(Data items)
--- --- ---
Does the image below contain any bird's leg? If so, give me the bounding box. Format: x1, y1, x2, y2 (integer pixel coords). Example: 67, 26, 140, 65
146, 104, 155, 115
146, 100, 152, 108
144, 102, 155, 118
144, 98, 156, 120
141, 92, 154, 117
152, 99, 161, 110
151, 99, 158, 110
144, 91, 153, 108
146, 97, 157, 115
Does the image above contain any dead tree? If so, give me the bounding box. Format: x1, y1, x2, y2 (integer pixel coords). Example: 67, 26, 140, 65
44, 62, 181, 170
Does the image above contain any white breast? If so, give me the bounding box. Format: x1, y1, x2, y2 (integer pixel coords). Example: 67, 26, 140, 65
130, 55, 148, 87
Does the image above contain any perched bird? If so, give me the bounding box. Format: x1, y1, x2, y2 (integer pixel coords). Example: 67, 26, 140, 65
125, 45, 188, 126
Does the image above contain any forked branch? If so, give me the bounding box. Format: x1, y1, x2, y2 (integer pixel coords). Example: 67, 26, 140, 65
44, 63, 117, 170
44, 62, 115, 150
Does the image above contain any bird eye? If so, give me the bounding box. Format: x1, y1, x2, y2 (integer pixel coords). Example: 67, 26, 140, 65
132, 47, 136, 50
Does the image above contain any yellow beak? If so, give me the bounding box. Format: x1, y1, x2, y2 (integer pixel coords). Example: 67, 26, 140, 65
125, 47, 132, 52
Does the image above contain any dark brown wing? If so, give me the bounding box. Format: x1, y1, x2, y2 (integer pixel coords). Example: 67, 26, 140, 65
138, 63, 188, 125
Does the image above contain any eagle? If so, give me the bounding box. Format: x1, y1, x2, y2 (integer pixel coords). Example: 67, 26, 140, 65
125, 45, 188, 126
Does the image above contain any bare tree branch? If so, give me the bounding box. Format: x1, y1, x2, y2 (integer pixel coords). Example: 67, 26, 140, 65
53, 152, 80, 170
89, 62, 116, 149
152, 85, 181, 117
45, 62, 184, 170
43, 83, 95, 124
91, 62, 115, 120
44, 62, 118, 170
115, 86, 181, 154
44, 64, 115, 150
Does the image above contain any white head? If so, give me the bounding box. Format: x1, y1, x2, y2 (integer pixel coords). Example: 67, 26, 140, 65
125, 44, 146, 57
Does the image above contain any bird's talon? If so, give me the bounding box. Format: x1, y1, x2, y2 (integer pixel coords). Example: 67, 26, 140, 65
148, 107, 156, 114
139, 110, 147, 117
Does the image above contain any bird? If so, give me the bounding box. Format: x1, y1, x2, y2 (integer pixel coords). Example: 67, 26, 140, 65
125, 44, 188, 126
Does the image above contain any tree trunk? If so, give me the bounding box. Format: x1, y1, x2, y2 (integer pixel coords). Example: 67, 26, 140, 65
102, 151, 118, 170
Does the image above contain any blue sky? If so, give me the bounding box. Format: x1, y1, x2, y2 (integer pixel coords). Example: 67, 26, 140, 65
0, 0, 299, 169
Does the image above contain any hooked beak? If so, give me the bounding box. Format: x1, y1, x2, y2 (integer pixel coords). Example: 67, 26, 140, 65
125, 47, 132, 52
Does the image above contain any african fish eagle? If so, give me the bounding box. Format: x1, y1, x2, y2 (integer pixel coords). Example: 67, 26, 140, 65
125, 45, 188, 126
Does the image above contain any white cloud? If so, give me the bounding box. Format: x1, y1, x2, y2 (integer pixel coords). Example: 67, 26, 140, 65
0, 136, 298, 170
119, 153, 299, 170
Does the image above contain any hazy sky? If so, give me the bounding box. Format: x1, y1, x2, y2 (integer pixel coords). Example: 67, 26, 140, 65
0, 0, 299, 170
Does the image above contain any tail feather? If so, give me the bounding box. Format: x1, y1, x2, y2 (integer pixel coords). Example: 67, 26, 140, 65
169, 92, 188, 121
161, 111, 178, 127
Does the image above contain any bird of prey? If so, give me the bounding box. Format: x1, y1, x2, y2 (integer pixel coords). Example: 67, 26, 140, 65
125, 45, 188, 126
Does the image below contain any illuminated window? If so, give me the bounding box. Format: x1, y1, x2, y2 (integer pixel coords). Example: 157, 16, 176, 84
--- --- ---
- _What you will do_
Returned text must match every record word for word.

- _Expected answer_
Does the image below contain any bird's leg? If so, give me the bounding box. Format: x1, y1, x2, y2 (integer pixel coords). Example: 67, 26, 140, 65
146, 104, 155, 115
146, 100, 152, 108
144, 102, 155, 118
144, 98, 156, 120
141, 92, 154, 117
152, 99, 161, 110
151, 99, 158, 110
144, 91, 153, 108
146, 97, 157, 115
Does the image above contain any dead tree? If so, give me the bounding box. Format: x1, y1, x2, y2 (integer pixel coords). Example: 67, 26, 140, 65
44, 62, 181, 170
Does the image above contain any white breast? If so, give me the bounding box. Format: x1, y1, x2, y2 (integer pixel coords). Example: 67, 26, 140, 65
130, 55, 148, 87
Does the image above contain any perched bird? If so, give me the bounding box. Format: x1, y1, x2, y2 (integer pixel coords). Example: 67, 26, 140, 65
125, 45, 188, 126
Does the image above contain any forked branch? If so, give me the bounding box. Format: x1, y1, x2, y2 (integer pixel coords). Example: 67, 26, 140, 65
44, 63, 117, 170
44, 62, 115, 150
Does the image above contain any bird eye? If so, give me the bounding box. Format: x1, y1, x2, y2 (integer pixel coords). Example: 67, 26, 140, 65
132, 47, 136, 50
Does the image above contain any yellow beak? If so, give me the bounding box. Format: x1, y1, x2, y2 (integer pixel coords). Example: 67, 26, 140, 65
125, 47, 132, 52
Does the image above contain any dark brown wing? If so, give me the bounding box. Format: x1, y1, x2, y2 (integer pixel coords). Example: 67, 26, 140, 65
138, 63, 188, 125
Does the image above contain any eagle? If so, give me the bounding box. Format: x1, y1, x2, y2 (integer pixel coords). Example: 67, 26, 140, 65
125, 45, 188, 126
Does the image above contain any bare tree branch? If so, give me the bounding box. Format: x1, y1, x2, y2 (integer pixel coords). Example: 67, 26, 140, 65
53, 152, 80, 170
89, 62, 116, 149
152, 85, 181, 117
45, 62, 184, 170
43, 83, 95, 124
91, 62, 115, 120
44, 62, 118, 170
115, 86, 181, 154
44, 64, 115, 150
Does the image above contain any white head? If so, give me the bounding box. Format: x1, y1, x2, y2 (integer pixel coords). Example: 67, 26, 140, 65
125, 44, 146, 57
Does the image above contain any bird's talon? If so, give me the bounding box. Format: x1, y1, x2, y2 (integer pixel coords). Example: 67, 26, 140, 65
148, 107, 156, 114
139, 110, 147, 117
Does the image above contain any bird? If so, give me the bounding box. Format: x1, y1, x2, y2 (integer pixel coords). Example: 67, 26, 140, 65
125, 44, 188, 126
Does the image above contain any tree trunk? If so, give me the bounding box. Format: x1, y1, x2, y2 (integer pixel coords). Example: 67, 26, 140, 65
102, 151, 118, 170
Does the image above contain any blue sky? If so, give me the bounding box. Format: x1, y1, x2, y2 (integer pixel coords). Example: 67, 26, 140, 65
0, 0, 299, 169
Does the image above contain any hooked beak? If so, give me the bounding box. Format: x1, y1, x2, y2 (integer pixel coords). Example: 67, 26, 140, 65
125, 47, 132, 52
Does the image above contain any african fish eagle? If so, give me the bounding box. Format: x1, y1, x2, y2 (integer pixel coords). Example: 67, 26, 140, 65
125, 45, 188, 126
Does the image above contain any white cloud? If so, give me the bounding box. Format: x1, y1, x2, y2 (integer pixel coords). Example: 67, 26, 140, 65
0, 136, 298, 170
119, 153, 299, 170
Does the image above contain any hazy sky? If so, give me the bounding box. Format: x1, y1, x2, y2 (integer pixel coords). Example: 67, 26, 140, 65
0, 0, 299, 170
Does the image above contain any tail feather? If so, give me the bounding box. Format: x1, y1, x2, y2 (integer pixel coords). Example: 67, 26, 140, 65
169, 92, 188, 121
161, 111, 178, 127
Does the image above contain any bird of prey? If so, give me the bounding box. Format: x1, y1, x2, y2 (integer pixel coords). Example: 67, 26, 140, 65
125, 45, 188, 126
Does the image below contain any illuminated window? If so, give me the bounding box. Format: x1, y1, x2, y2 (integer pixel coords). Example: 157, 16, 176, 84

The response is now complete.